PROBLEM DESCRIPTION:
Could you restate word for word the lines running from the one with "[locate] sailboat (one" to the end of the data, both ends included, but without pictures?

MATERIAL PROVIDED:
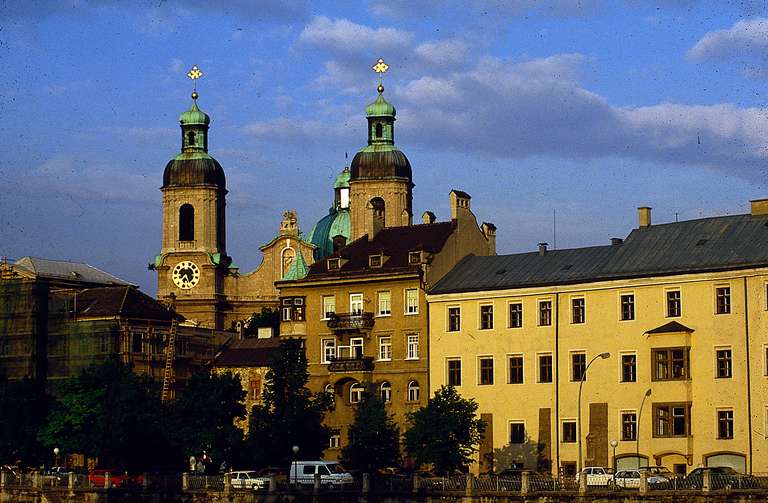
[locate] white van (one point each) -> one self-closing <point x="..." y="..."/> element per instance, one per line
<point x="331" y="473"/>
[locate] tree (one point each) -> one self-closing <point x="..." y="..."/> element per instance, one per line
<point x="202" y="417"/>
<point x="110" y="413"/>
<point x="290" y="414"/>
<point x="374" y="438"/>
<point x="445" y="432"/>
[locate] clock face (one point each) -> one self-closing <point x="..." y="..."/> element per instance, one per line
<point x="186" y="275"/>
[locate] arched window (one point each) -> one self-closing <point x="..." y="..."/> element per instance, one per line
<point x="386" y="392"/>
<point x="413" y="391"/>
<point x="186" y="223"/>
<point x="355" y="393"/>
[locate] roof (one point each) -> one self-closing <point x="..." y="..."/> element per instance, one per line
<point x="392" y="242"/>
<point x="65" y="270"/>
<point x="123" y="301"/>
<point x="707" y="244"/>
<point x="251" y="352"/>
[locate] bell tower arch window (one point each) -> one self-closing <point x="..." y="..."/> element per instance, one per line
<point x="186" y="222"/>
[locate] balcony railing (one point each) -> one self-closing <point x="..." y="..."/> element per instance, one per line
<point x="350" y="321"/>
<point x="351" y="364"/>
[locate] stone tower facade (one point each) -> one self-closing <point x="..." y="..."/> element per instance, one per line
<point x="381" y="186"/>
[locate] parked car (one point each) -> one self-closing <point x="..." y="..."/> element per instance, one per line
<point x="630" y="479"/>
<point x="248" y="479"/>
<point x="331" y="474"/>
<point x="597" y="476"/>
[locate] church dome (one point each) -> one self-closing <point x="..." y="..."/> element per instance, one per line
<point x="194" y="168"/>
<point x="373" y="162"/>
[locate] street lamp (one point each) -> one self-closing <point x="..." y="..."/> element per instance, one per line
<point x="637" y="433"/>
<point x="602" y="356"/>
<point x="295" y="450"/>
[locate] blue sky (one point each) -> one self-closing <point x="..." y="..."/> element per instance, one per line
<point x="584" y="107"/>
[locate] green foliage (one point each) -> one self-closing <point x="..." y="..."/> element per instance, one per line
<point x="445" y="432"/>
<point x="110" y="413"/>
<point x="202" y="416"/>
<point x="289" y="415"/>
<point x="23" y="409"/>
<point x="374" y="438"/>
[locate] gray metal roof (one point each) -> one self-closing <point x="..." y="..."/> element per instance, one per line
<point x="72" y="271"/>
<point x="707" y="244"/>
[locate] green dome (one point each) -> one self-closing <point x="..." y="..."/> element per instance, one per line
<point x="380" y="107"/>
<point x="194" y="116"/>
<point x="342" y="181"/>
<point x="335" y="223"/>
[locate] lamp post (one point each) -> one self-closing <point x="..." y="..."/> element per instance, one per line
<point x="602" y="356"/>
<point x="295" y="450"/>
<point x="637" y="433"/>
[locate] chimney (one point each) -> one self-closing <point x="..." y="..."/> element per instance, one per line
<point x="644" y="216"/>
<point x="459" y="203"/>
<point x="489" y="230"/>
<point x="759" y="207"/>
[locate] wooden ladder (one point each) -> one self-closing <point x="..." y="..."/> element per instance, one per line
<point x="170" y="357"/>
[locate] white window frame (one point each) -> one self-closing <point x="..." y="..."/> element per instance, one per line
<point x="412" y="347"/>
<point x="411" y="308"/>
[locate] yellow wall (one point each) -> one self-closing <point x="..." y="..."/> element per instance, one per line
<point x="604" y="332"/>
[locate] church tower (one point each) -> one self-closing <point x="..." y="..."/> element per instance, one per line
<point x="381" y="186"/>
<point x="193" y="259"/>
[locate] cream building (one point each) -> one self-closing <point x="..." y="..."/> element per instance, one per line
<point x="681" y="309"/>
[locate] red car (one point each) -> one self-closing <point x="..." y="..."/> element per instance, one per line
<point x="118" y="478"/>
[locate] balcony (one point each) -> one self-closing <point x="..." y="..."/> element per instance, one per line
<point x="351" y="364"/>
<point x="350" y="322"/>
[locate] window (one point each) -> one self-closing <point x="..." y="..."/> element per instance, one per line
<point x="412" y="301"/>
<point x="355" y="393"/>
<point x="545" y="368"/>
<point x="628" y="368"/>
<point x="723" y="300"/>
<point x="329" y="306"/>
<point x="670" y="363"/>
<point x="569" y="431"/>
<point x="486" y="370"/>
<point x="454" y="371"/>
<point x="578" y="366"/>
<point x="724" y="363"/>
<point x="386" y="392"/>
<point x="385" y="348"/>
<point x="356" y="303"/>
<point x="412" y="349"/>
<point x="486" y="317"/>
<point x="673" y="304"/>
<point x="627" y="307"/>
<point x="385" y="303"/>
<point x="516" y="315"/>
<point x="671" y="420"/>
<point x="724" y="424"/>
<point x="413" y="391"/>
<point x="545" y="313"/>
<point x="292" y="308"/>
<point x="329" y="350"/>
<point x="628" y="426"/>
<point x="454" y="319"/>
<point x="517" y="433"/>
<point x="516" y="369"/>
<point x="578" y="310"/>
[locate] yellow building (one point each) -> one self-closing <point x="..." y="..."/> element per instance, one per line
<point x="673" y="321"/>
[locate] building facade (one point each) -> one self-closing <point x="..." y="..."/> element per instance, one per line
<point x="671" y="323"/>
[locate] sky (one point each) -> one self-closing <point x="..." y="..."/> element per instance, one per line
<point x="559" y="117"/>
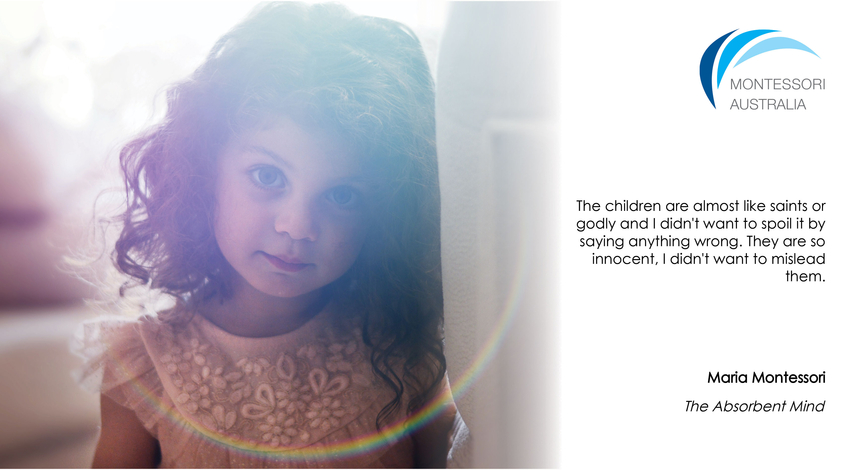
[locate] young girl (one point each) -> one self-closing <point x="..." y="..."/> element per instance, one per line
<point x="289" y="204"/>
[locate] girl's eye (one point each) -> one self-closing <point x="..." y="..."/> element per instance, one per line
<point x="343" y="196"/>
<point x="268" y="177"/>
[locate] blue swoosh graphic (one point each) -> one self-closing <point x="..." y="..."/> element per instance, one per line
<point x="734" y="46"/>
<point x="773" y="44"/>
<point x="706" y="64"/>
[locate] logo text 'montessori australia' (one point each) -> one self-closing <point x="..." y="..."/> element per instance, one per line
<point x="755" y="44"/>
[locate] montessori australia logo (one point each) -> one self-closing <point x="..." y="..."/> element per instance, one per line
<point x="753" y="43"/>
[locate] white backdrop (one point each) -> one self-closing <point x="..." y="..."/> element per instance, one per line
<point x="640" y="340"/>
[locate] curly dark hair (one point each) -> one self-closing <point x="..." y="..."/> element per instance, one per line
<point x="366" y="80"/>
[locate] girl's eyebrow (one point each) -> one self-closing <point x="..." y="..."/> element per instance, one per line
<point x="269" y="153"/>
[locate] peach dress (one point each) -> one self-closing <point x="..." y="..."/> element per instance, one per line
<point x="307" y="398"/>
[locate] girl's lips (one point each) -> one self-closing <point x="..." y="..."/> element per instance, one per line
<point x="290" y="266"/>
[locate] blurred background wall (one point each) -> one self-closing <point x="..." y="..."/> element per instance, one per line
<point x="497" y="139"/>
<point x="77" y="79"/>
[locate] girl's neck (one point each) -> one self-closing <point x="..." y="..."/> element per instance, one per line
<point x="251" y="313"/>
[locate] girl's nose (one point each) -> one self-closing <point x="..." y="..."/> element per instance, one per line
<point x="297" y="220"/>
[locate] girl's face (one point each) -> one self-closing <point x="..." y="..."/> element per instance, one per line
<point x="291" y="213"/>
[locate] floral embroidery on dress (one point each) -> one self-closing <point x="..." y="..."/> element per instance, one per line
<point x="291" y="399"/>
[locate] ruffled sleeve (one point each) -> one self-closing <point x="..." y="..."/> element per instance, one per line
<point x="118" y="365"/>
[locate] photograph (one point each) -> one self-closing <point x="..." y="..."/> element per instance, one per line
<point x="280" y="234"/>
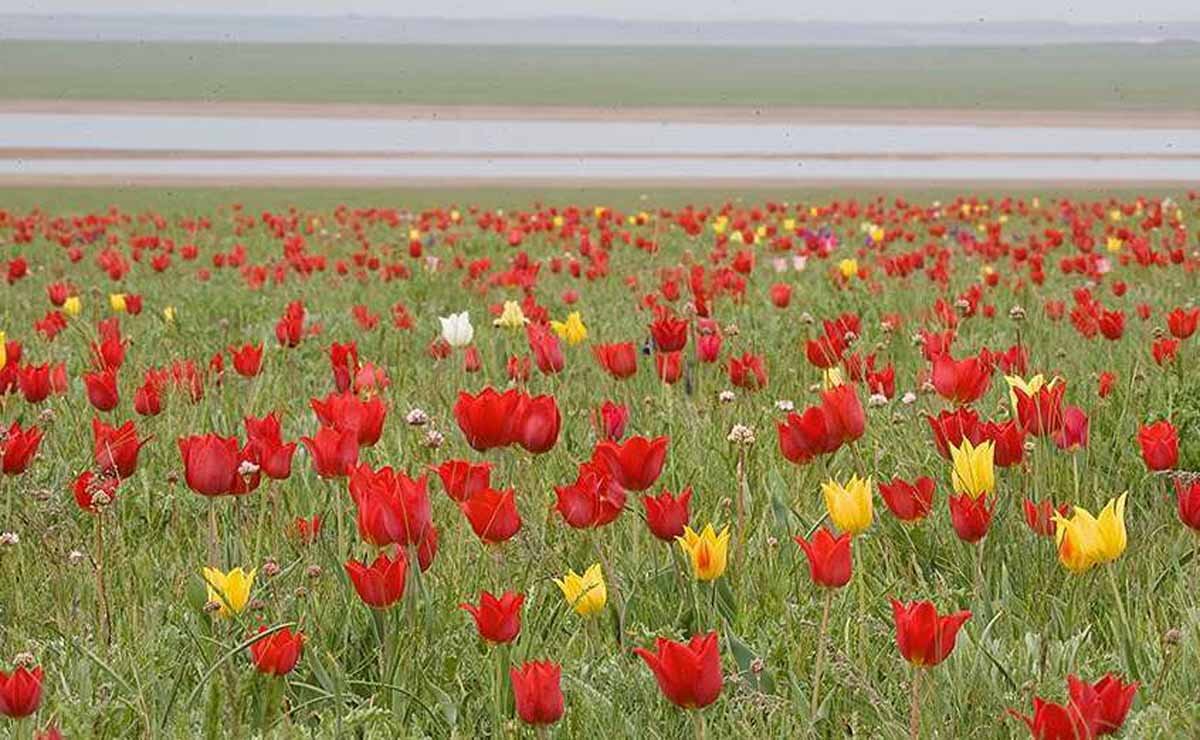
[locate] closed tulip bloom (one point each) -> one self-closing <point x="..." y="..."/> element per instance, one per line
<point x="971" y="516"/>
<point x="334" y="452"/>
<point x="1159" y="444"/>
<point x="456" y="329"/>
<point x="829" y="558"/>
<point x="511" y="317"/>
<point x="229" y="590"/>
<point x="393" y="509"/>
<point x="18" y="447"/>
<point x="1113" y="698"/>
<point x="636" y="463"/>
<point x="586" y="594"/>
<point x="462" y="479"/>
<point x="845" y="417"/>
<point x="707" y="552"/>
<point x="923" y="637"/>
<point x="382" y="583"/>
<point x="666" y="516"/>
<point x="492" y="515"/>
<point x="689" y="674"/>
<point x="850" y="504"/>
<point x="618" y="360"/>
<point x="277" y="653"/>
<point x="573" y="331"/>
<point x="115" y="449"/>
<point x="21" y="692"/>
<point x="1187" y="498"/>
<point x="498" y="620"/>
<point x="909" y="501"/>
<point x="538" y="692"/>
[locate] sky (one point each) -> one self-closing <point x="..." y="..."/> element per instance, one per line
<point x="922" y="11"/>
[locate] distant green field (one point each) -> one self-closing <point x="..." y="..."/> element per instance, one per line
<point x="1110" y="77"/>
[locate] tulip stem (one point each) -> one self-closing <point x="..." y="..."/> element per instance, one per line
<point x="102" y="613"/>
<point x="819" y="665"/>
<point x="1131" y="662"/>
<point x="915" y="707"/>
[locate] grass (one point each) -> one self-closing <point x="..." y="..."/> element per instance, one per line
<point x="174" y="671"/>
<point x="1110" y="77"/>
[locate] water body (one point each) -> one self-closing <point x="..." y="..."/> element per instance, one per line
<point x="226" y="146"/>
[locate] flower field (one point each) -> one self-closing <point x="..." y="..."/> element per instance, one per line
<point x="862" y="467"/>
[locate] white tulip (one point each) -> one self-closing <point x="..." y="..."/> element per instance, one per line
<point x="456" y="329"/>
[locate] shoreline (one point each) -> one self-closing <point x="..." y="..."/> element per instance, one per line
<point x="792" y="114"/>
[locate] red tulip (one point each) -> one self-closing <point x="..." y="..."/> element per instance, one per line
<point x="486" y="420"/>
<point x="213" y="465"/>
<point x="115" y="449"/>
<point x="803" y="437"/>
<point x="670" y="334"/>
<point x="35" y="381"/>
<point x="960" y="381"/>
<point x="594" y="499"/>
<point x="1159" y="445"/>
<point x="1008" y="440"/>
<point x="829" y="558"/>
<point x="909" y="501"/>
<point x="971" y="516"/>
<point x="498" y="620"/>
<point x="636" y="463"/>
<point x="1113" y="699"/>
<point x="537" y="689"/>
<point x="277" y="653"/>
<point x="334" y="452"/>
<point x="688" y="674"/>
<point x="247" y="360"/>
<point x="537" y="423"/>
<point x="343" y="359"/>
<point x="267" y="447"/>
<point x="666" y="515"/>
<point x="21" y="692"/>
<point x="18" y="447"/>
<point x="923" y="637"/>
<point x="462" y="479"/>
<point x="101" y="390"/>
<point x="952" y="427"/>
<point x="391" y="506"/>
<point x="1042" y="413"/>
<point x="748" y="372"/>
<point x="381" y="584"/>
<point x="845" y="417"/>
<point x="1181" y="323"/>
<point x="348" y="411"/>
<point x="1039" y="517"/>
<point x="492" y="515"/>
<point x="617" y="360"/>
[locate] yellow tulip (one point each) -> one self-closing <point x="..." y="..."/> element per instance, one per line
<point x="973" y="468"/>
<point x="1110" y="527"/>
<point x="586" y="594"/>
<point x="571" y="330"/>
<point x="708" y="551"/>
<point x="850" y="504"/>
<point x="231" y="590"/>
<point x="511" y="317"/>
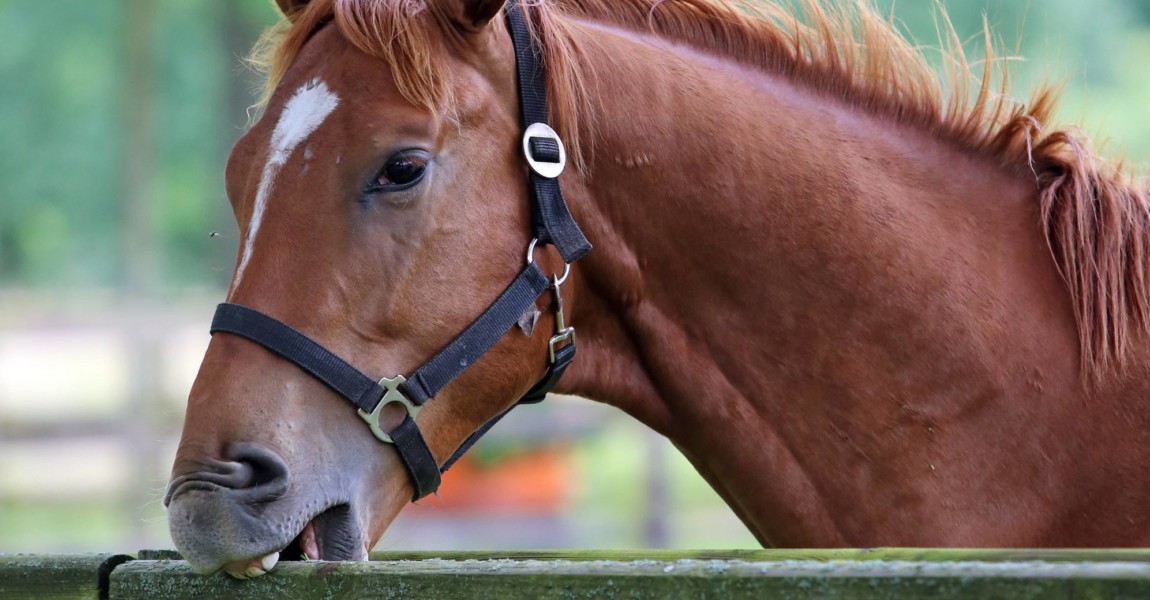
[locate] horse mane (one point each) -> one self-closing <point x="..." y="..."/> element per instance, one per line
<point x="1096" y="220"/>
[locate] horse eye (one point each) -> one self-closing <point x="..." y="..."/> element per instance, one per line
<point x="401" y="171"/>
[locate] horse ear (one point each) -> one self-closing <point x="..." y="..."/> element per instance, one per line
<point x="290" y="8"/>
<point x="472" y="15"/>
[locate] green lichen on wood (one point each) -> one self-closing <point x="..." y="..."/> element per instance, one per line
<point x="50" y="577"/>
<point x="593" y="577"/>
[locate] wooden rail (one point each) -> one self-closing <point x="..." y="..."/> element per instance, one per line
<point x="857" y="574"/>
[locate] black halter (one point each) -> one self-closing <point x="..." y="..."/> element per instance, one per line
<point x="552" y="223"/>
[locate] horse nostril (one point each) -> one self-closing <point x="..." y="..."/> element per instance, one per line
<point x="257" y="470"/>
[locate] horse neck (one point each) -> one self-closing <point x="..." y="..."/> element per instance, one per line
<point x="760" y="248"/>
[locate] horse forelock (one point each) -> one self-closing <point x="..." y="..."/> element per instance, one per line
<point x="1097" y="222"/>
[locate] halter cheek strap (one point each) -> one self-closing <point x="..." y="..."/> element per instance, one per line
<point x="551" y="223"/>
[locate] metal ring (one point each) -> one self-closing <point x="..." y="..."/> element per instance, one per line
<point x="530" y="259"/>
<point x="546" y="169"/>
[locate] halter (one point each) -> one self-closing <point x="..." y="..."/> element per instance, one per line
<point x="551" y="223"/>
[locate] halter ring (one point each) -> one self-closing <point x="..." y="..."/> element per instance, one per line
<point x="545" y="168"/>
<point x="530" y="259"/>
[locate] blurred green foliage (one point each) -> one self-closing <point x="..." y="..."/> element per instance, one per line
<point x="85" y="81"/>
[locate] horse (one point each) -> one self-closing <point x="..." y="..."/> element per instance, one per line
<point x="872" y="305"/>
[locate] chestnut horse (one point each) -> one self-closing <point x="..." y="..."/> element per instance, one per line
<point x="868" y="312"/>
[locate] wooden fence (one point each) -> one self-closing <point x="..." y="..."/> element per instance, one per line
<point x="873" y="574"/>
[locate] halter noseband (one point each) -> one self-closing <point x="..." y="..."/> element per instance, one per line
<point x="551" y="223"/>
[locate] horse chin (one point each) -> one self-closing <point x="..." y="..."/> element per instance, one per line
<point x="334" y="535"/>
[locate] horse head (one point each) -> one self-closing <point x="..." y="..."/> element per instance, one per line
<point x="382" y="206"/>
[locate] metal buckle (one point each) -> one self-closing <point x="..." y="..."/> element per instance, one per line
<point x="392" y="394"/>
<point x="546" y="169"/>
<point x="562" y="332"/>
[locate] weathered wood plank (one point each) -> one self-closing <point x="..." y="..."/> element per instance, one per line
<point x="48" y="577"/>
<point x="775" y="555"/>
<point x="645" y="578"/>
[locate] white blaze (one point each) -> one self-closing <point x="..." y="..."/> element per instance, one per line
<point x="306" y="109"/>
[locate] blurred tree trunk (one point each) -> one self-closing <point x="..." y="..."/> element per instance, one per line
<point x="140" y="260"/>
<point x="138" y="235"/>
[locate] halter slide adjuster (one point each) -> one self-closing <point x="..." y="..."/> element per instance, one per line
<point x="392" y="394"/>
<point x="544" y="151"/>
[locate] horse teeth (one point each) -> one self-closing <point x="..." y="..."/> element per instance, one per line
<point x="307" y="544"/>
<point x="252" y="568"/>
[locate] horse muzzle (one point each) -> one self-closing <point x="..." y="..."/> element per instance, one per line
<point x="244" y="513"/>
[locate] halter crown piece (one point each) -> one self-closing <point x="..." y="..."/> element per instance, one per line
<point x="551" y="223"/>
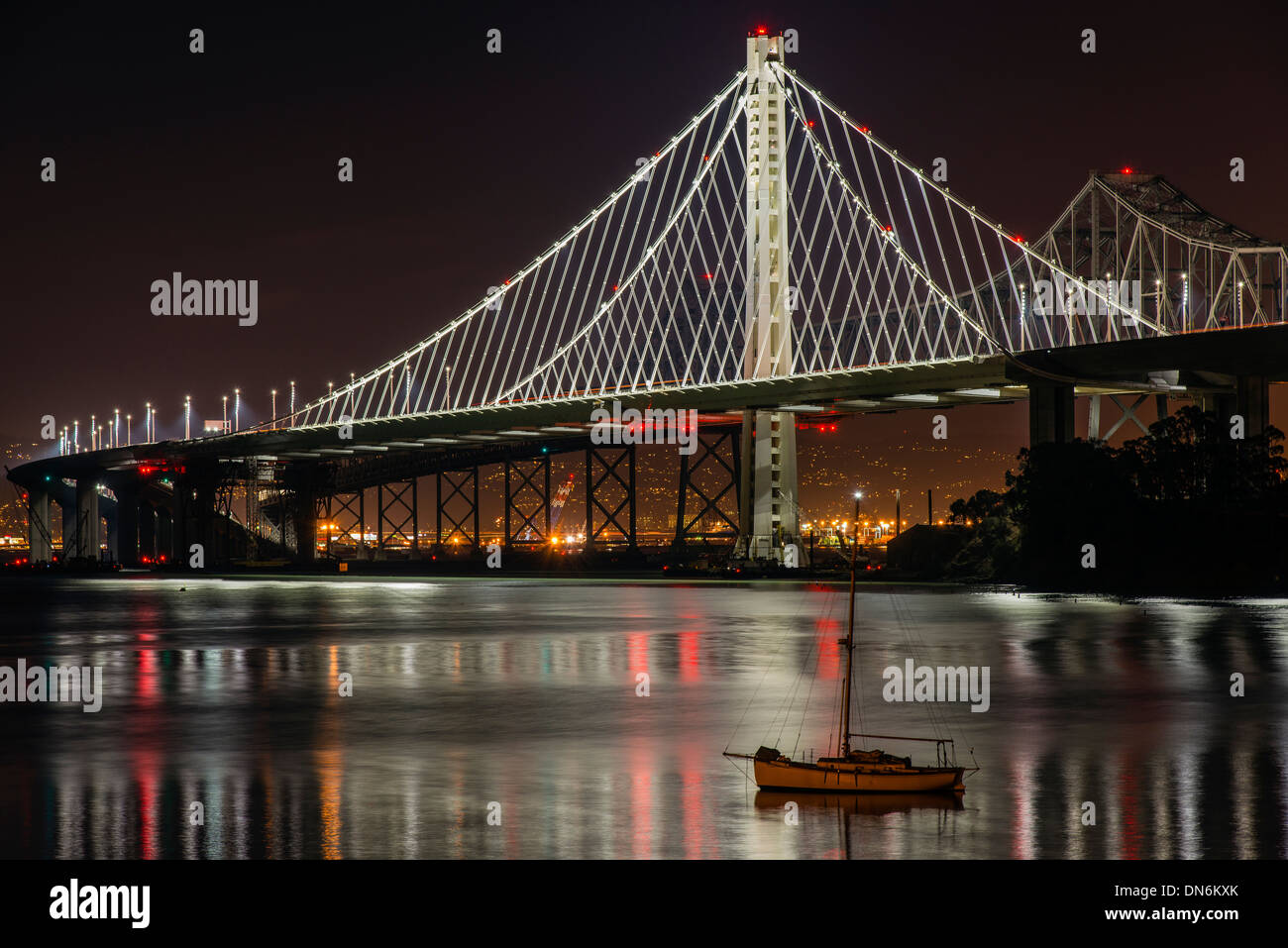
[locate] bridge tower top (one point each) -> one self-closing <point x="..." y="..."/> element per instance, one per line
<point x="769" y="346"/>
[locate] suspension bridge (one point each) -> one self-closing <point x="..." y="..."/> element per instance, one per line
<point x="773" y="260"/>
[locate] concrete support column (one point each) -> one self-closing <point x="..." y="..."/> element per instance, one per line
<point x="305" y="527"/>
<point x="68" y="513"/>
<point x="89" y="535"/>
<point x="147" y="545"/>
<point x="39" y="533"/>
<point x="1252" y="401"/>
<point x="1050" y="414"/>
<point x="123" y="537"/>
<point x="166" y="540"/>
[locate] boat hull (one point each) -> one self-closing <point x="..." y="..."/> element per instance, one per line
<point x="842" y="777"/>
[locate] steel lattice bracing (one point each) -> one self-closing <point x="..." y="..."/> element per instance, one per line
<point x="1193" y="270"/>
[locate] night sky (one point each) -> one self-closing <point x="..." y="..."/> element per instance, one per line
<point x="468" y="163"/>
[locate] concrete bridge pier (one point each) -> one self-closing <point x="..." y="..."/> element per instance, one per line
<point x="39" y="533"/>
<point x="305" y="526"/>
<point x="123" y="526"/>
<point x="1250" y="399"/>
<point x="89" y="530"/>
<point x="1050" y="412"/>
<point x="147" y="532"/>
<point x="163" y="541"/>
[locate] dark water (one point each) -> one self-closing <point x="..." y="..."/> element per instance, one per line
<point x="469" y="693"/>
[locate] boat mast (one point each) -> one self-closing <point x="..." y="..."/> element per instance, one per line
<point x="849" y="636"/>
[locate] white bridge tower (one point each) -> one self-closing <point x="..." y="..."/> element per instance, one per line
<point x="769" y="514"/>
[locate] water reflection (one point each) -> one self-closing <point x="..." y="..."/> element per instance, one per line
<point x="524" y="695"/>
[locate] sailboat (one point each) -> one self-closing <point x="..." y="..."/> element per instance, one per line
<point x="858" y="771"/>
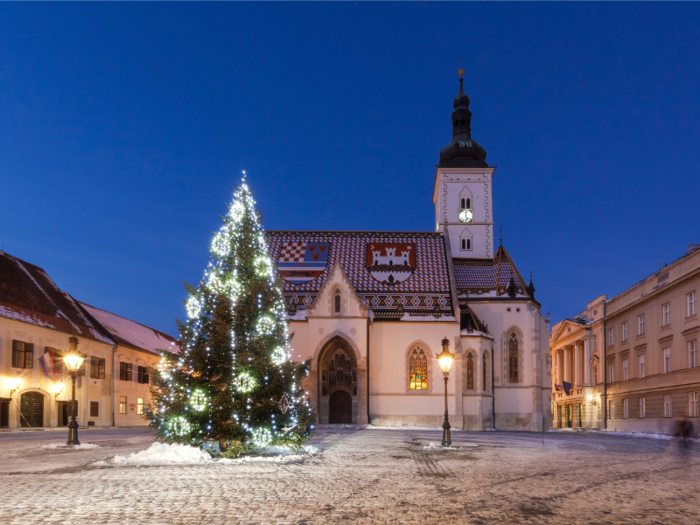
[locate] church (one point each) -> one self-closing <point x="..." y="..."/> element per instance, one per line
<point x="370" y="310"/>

TASK ANSWER:
[locate] sailboat (one point each) -> one self-closing <point x="..." y="..."/> element per instance, one per line
<point x="858" y="771"/>
[locate] church (one point each) -> one self-closing <point x="..." y="..."/> element per instance, one per line
<point x="370" y="310"/>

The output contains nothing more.